» Exercise description: Copy out the data below line for line, keeping every word and number unchanged.

(Collected data)
* START *
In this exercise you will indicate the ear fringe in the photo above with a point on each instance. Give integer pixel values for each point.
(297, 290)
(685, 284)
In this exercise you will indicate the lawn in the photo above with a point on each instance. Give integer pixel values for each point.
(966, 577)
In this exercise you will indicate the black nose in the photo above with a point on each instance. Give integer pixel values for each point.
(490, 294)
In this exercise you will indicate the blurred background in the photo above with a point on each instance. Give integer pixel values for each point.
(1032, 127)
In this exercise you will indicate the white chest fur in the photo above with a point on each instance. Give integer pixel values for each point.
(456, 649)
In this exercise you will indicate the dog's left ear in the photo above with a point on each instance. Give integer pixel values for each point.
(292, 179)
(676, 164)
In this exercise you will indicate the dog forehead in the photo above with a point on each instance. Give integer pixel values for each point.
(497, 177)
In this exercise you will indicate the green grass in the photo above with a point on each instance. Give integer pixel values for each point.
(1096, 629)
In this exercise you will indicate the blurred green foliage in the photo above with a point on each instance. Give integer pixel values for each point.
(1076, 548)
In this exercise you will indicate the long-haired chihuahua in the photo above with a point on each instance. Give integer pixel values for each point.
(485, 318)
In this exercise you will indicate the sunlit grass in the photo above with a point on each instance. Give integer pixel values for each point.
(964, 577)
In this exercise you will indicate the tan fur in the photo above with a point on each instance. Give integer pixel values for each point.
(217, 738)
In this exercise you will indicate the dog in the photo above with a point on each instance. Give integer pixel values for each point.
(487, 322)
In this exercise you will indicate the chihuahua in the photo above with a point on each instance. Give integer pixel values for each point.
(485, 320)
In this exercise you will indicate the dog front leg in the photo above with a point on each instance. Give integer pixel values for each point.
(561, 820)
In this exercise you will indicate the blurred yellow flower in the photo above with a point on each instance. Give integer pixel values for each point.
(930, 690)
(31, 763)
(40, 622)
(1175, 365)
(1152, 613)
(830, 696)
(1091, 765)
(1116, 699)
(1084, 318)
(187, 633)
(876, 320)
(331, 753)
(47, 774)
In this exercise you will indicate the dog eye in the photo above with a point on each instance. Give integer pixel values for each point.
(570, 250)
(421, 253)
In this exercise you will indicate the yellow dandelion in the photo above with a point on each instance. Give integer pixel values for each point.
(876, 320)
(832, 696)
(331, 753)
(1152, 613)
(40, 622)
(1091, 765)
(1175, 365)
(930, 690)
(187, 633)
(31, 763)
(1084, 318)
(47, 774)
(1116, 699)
* END *
» Correct response:
In this exercise you will indicate the ear fringe in the photo above with a point on each instance. Give integer pixel values for each point.
(297, 290)
(685, 284)
In this exercise you will indicate the lawn in the photo above with a point on each instance. Give integer pixel values for each point.
(966, 577)
In this exercise you will indicate the black nose in the photo above with a point on each instance. Give integer pixel values for each point.
(490, 294)
In this exercise you will indicate the blurred background in the photo above with a point on each instance. Give integer pixel values for each point.
(1032, 127)
In this exercise you will indicate the white chest fur in the photo above with a point on each instance. Give integer pixel values for each point.
(456, 649)
In this exercise you will indicate the dog's left ear in the photo above with a point on each instance. Give integer pixel values for each point.
(292, 179)
(676, 164)
In this exercise you will indicate the dog forehead in the photo above with a point on each instance. Give integer pixel values for each point.
(497, 177)
In this exercise you will indicate the green grass in the photo above with a point on each instance. Give integer pixel values for each point.
(1096, 629)
In this exercise you will indicate the blurred green foliage in the photo above with a point on each instance. Give integer pixel values for each point.
(1076, 548)
In this exercise you will indicate the long-haired chihuahua in the photo above with a point on each instance. Give integer pixel values for each point.
(485, 318)
In this exercise you will indicate the sunlit grass in the photo above with a point on each instance. Give integer pixel values for each point.
(964, 577)
In this exercise you will indicate the tan fur in the photo above with a point on each instance. Give integer pixel values for each point.
(217, 738)
In this exercise you will indicate the dog in the photo above with a point on each instance. Give integer pixel values for each point.
(487, 322)
In this exercise you will indicate the chihuahua in the photo above with a point on each instance. Give integer pixel values for each point.
(485, 320)
In this exercise you will indicate the dog front leg in the photo above with a point on each instance. Give integer pixel values for each point.
(561, 820)
In this exercise you will indicate the blurred yellow flower in the photo above with a point on each instance. Give integer pixel values for each point.
(930, 690)
(31, 763)
(40, 622)
(1175, 365)
(1152, 613)
(830, 696)
(1091, 765)
(1116, 699)
(1084, 318)
(187, 633)
(876, 320)
(331, 753)
(47, 774)
In this exercise you will indicate the dog eye in the photo above with a point on each instance. Give integer pixel values for each point.
(570, 250)
(421, 253)
In this exercise you will indicate the yellow dandelion in the photo above with a point on each instance. Give integer pixel values for each point.
(876, 320)
(832, 696)
(331, 753)
(1152, 613)
(40, 622)
(1091, 765)
(1175, 365)
(930, 690)
(187, 633)
(31, 763)
(1084, 318)
(47, 774)
(1116, 699)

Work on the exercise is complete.